▶ Work order:
Starting at the first line of the records below, transcribe each line exactly, ending with the line that contains "# annotate each instance of the short".

Records from a collection:
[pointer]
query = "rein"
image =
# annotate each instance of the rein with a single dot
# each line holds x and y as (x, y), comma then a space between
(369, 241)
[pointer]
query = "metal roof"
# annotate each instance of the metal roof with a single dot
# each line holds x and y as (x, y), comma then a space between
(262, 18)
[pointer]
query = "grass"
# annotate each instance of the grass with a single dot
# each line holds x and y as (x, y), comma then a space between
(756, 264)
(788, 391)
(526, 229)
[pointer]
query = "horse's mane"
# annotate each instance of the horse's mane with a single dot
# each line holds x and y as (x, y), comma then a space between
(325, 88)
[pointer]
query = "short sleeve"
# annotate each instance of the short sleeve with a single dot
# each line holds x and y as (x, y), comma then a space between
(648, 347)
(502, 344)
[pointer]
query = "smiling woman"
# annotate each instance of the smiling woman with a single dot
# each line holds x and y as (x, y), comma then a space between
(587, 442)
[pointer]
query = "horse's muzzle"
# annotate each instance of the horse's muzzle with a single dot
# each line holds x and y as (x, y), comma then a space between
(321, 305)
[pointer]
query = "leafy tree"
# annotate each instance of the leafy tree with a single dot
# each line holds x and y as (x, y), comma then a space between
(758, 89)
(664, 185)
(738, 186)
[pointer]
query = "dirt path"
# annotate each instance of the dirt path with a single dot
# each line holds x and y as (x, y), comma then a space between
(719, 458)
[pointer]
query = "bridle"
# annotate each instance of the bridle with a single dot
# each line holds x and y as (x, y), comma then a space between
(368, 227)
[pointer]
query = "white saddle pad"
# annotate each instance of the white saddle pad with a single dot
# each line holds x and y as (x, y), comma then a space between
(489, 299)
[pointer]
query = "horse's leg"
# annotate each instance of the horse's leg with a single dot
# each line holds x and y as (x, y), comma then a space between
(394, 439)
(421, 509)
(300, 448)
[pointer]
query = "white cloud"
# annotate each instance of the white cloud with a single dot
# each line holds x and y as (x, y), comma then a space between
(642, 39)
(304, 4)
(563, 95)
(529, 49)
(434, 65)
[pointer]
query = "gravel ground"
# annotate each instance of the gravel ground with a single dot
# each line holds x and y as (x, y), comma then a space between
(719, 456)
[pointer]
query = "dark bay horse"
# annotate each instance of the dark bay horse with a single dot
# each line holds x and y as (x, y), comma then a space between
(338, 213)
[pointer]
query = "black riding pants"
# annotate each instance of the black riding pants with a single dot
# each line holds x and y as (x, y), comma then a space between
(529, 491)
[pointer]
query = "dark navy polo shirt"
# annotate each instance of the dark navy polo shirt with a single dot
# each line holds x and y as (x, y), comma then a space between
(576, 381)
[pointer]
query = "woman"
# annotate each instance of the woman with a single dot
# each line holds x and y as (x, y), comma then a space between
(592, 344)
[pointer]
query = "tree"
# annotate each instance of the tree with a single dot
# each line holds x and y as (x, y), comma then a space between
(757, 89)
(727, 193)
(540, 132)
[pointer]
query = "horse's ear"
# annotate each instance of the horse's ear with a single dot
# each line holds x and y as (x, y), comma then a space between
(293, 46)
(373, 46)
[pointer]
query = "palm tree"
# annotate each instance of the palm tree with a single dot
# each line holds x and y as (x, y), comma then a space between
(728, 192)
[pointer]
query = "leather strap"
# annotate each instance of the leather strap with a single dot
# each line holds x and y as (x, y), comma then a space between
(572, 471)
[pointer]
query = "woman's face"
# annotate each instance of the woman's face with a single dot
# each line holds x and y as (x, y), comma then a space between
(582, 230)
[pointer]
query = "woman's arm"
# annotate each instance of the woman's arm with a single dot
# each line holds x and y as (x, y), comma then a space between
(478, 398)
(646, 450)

▶ Written response:
[pointer]
query = "rein"
image =
# annotate each instance of the rein with a single dot
# each line holds x and y as (x, y), comma then a space between
(369, 241)
[pointer]
query = "metal roof"
# annotate each instance of the metal roof with a single dot
# each line holds x and y as (x, y), comma then a space between
(262, 18)
[pointer]
query = "grass"
# annotate each instance of the grass with a single dot
# each line holds x and y as (x, y), comma then a space between
(756, 264)
(788, 391)
(526, 229)
[pointer]
query = "horse's mane"
# annotate each instance of the horse's mane with a single dot
# each line holds x and y as (x, y), comma then a space between
(325, 88)
[pointer]
query = "short sleeve"
# annotate each instance of the short sleeve with a single dot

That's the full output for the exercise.